▶ _YOUR INSTRUCTIONS_: Copy the entries from the line with "Target: yellow dollar general sign" to the line with "[[[205,35],[203,37],[203,51],[217,51],[218,50],[218,36]]]" word for word, and copy only those lines.

▶ _DATASET RECORDS_:
>> start

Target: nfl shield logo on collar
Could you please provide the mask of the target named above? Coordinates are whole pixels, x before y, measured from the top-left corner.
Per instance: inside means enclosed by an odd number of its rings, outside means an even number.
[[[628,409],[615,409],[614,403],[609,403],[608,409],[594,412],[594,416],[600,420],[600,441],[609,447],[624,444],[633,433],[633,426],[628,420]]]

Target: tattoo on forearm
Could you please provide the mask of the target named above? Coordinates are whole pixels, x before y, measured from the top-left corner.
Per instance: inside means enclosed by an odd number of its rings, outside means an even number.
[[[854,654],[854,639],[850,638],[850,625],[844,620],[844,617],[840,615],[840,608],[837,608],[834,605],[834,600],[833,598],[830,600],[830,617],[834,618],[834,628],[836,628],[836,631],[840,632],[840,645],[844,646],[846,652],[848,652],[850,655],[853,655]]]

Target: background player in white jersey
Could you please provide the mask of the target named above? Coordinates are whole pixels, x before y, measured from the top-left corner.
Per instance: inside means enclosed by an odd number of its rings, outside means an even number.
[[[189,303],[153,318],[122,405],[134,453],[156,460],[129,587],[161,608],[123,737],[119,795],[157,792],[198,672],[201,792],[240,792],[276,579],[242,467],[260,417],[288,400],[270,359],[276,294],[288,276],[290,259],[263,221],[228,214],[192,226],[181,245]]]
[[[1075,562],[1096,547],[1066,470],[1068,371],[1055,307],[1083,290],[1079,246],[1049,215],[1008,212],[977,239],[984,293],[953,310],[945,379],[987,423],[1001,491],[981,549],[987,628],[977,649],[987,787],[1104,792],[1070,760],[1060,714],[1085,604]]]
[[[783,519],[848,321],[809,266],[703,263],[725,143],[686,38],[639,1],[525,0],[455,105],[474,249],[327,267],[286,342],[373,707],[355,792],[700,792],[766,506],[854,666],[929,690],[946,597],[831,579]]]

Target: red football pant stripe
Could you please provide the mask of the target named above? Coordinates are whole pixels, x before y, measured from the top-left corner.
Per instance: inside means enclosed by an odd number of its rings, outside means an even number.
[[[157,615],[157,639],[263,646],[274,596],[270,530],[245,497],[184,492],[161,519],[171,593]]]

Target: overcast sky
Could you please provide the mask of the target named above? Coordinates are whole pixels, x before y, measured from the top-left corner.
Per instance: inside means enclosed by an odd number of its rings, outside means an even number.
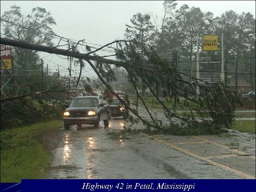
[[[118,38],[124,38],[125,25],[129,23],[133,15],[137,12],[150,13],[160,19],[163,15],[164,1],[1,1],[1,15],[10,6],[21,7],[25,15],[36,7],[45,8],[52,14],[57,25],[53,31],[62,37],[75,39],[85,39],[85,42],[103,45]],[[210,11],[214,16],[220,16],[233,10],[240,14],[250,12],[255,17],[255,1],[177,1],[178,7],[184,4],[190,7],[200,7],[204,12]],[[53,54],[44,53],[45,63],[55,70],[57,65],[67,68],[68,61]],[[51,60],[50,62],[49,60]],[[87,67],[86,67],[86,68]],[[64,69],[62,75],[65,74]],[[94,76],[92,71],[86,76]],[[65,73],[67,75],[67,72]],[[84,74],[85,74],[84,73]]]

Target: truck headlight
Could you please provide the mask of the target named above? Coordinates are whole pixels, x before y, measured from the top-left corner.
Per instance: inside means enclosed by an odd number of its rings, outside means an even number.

>> end
>> start

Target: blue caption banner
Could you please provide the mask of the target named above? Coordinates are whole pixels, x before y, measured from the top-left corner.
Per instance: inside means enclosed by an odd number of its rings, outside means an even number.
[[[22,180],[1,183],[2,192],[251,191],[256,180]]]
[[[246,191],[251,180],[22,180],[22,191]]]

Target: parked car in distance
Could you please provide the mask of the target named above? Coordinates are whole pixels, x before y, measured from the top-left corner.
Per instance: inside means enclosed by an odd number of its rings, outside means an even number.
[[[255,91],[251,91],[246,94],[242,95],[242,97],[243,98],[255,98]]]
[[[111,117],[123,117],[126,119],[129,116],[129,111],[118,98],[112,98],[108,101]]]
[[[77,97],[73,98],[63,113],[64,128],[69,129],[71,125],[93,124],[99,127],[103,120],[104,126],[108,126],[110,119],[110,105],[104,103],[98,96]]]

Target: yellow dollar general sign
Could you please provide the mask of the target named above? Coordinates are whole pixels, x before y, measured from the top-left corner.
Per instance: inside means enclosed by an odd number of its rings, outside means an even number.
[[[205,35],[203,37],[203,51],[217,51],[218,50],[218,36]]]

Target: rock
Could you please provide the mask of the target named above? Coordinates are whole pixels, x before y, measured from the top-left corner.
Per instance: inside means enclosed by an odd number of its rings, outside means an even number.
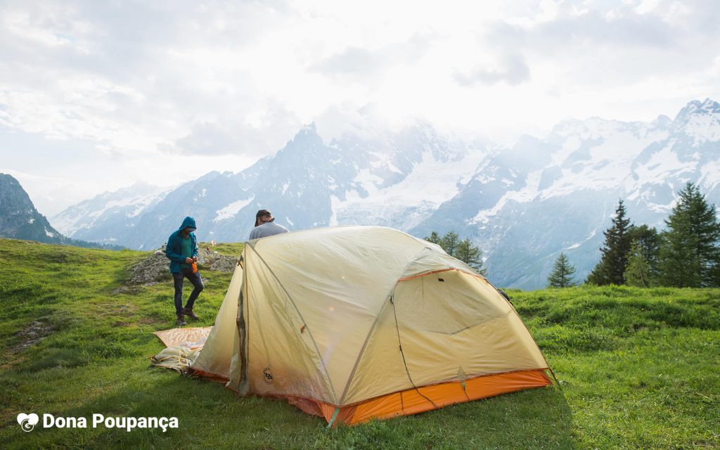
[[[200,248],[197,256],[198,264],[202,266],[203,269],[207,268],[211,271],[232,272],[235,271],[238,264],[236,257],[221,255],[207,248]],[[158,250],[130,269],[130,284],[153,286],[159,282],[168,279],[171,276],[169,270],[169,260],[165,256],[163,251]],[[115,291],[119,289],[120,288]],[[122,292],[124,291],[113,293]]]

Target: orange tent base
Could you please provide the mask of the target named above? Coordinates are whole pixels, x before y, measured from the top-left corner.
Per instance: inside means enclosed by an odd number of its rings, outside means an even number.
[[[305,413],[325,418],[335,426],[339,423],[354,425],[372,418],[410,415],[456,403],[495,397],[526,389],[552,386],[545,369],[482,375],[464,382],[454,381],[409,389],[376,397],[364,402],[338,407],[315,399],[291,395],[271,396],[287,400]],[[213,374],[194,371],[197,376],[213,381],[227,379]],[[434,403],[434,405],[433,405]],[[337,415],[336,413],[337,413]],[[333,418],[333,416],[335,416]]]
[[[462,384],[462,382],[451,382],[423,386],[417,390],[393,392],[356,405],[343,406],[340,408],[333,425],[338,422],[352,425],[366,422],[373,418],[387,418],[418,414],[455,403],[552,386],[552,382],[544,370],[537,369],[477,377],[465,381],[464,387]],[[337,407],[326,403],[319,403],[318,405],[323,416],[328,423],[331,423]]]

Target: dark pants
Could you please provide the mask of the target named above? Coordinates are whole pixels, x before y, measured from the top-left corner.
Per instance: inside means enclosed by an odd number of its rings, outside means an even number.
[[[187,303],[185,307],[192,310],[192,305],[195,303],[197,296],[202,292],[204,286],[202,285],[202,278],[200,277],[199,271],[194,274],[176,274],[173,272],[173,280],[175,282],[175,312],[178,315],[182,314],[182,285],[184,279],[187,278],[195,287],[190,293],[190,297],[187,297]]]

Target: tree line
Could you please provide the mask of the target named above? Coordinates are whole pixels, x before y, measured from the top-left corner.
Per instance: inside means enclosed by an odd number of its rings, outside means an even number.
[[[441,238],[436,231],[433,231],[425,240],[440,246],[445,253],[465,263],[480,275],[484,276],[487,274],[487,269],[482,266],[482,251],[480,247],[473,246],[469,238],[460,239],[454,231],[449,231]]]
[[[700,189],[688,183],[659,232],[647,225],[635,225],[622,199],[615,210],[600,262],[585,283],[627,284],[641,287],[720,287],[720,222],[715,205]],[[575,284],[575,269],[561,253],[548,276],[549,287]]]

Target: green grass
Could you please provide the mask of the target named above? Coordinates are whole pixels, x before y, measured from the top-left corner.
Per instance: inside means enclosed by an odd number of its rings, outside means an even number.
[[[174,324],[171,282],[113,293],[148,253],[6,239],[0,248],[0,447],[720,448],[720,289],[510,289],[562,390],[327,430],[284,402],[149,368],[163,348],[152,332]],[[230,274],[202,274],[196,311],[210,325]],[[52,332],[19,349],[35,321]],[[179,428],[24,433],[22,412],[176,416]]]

>> end

▶ _SOLVED EXERCISE_:
Target: yellow dollar general sign
Could you please provide the mask of the target named above? Coordinates are whole pixels, x before y, measured from the top-left corner.
Per instance: inside means enclosed by an odd number of its rings, outside means an even number.
[[[205,35],[203,37],[203,51],[217,51],[218,50],[218,36]]]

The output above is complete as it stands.